## GIVEN TASK A
Count the lines in the records below that contain the string "Target", treating uppercase and lowercase letters as different, and give only that number.

## TEXT
+ + + + + + +
Thanks for the link arcturus. Where do they attach? Do I have filter>>tube>>double tap connector >> tube >>intake connection/tank ? What additional service do they provide? Do I order the size that is the same as the tubing (in this case 16mm/22mm (which I think is either out of stock or discontinued)


----------



## arcturus (1 Jul 2021)

Essex Peter said:


> Thanks for the link arcturus. Where do they attach? Do I have filter>>tube>>double tap connector >> tube >>intake connection/tank ? What additional service do they provide? Do I order the size that is the same as the tubing (in this case 16mm/22mm (which I think is either out of stock or discontinued)


Yes, the order is correct. These taps have two valves and can be quickly separated in two pieces, similar to a “click-connection” between a garden hose and the nozzle/spray. They allow you to physically separate the hoses going into the filter from the hoses going into the tank. This greatly facilitates maintenance,  especially with bulky and heavy filters like this Eheim, since you can separate the double tap and then remove the filter from the cabinet. Even if you decide not to use a double tap, you will need at least a valve placed after the built-in pipe on the bottom of the tank to cut the flow during filter maintenance and in case of a filter leak.

You would need 3x 16/22mm taps, i.e. with the same diameter as the hoses - one for each intake plus one for the outflow. You should find them on your LFS or online. Note that the Eheim 16/22 double taps are quite expensive (~25 EUR around here) but they are widely used and considered to be of good quality. You will find cheaper alternatives but consider that if the tap or valve fails you risk ending with 400 Litres of water outside the tank…  Cheers!

ps: have a look at how they are used  or


----------



## Essex Peter (10 Sep 2021)

Hi All,
I ended up buying the Oase Thermo 800. I knew it was a risk, based on some of the feedback on here (noise level). My own eperience has been good so far. Not as noisy as feared (I guess everyone has a different expectation and tolerance). To put in some context, the noise/hum is less than the powerhead I have added (TMC Reef Tide 16000s Wavemaker) - even when the powerhead is only at 40% (incidentally, the powerhead is excellent). My two previous tanks were (1) Sump and (2) FX6. My Oase Thermo 800 is (so far) less noisy than both, by quite some distance.

I can't compare to the Eheim, as i've never had one, but I thought in the spirit of balance I should feedback that my experience of the OAse has been good.


----------



## dw1305 (10 Sep 2021)

Hi all, 


arcturus said:


> These taps have two valves and can be quickly separated in two pieces, similar to a “click-connection” between a garden hose and the nozzle/spray. They allow you to physically separate the hoses going into the filter from the hoses going into the tank. This greatly facilitates maintenance, especially with bulky and heavy filters like this Eheim,


I'm a double tap fan as well. 

cheers Darrel


----------



## Wesley (22 Nov 2021)

I still have the Oase 850 Biomaster filter. 
 And i dislike it more & more each day. It's intermittent burst of micro bubble's & more. Also the noise created by the bubble process. Yes it's pre filter access is very good.


----------



## bazz (23 Nov 2021)

Seven years old last Sunday 21.11.14-21, running consistently only stopped for cleaning and switching over during rescapes.
Pretty silent apart from when there is trapped air. The prefilter is just under the top so it does not have to be completely dismantled to service this, (comes with portable filter foam size tray to transport prefilter to sink). I do not not use the noodles in the bottom basket (which slows flow and collects detritus in the bottom) and very little Substrat Pro in each basket allowing for swift throughflow. Regardless, I still do a monthly/5 weekly full service.
I would still not advise it to anyone, just in case!


----------
+ + + + + + +
(Records)
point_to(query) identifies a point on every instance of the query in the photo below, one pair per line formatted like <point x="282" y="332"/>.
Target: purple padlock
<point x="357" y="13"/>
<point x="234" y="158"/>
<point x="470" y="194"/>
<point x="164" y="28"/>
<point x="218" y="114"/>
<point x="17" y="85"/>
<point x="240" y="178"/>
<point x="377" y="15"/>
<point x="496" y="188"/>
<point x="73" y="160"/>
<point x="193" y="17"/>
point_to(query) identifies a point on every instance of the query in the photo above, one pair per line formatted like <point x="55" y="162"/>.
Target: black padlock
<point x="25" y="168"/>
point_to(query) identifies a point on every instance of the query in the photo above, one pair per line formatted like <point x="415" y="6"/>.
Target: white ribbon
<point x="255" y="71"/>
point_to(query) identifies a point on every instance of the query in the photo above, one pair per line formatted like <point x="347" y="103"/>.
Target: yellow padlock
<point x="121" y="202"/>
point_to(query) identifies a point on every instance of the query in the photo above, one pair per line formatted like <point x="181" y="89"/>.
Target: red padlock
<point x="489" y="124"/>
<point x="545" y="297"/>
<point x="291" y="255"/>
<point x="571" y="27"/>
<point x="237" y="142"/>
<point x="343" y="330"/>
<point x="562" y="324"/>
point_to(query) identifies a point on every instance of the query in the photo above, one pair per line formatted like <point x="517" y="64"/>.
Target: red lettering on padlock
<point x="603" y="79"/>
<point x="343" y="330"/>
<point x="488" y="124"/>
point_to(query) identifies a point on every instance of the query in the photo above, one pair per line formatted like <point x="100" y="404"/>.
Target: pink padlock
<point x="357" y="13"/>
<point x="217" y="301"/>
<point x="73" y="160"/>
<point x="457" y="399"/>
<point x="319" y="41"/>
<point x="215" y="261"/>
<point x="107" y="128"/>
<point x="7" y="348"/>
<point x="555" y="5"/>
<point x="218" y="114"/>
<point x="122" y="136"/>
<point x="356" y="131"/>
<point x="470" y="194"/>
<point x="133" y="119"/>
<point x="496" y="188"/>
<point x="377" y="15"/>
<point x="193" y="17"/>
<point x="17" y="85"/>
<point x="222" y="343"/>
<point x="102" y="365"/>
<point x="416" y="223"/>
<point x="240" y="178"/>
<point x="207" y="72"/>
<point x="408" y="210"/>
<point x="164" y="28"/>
+ + + + + + +
## GIVEN TASK B
Answer these questions about the forum thread above, one per line:
(i) How many 16/22mm taps does arcturus say would be needed?
(ii) Which filter did Essex Peter end up buying?
(iii) How old does bazz say the filter was last Sunday?

## WORKED SOLUTION A
7

## WORKED SOLUTION B
(i) Three
(ii) The Oase Thermo 800
(iii) Seven years old